━━━ TEXT PROVIDED

# Puff Changed my Life (As a Smoker)



## Piper (Nov 30, 2008)

A slightly grandiose title but I had an experience today that made me appreciate the collective wisdom of the gents and ladies here on Puff. Of course, like many of you, I came for the advice and stayed for the great people but I've learned a few things that have made a big difference to me as a pipe and cigar smoker. I'll mention two of the many things I've learned but I hope others will share one or two things they've discovered here that has improved their enjoyment of our hobby.

First the experience that made me appreciate this great forum. A couple of years ago, after a positive review by one of our esteemed mods, @curmudgeonista, I bought several boxes of RyJ Exhibicion No. 3s, box dated 2010. After a little rest in the humidor at 68% RH, I began smoking them. They were fantastic. Great Cuban twang and the aroma of the smoke-intoxicating. Except those sticks were so tight that, even with Modus surgery, you could burst a cerebral aneurysm trying to smoke them. Based on recommendations I read on many threads here, I reduced the RH of my humidor from 68% to 62%. (Thank you @bpegler, et al.) Opening a new box of No. 3s today was a revelation. The same phenomenal taste but nary a problem with burn or draw. Perfection. That's what gave me the idea for this thread. I knew I couldn't be the only one whose life as a smoker was changed by reading Puff and it made me wonder what others had learnt here that had improved their appreciation of cigars and pipes.

Anyway, that's one great thing I learned on Puff-lower the RH of your humidor. Another was a piece of pipe wisdom I learned from Nathan @OneStrangeOne-not from him personally but just from reading one of his many generous comments on pipe threads. I had always smoked pipe tobacco pretty moist, more or less as it came out of the tin. I could get it to burn but couldn't seem to get the same nuances of flavor that others did. Following Nathan's advice, I began to dry out the tobacco for much longer than in the past, as he put it: almost to the point of crispiness. Totally different experience: great combustion, no gurgle, cool smoke and many more flavors. I don't think I'll ever taste as much as my pals over on the pipe side do but that little piece of advice has made a big difference.

━━━━━━
━━━ GIVEN INFORMATION

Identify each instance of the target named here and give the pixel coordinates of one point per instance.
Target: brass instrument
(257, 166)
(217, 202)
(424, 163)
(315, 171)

━━━━━━

▶ [TASK DESCRIPTION]: Update the stretch of the Puff forum post from "Anyway, that's one" through "a big difference.", putting "leaf" wherever "tobacco" appears.

▶ [EXERCISE RESPONSE]:
Anyway, that's one great thing I learned on Puff-lower the RH of your humidor. Another was a piece of pipe wisdom I learned from Nathan @OneStrangeOne-not from him personally but just from reading one of his many generous comments on pipe threads. I had always smoked pipe leaf pretty moist, more or less as it came out of the tin. I could get it to burn but couldn't seem to get the same nuances of flavor that others did. Following Nathan's advice, I began to dry out the leaf for much longer than in the past, as he put it: almost to the point of crispiness. Totally different experience: great combustion, no gurgle, cool smoke and many more flavors. I don't think I'll ever taste as much as my pals over on the pipe side do but that little piece of advice has made a big difference.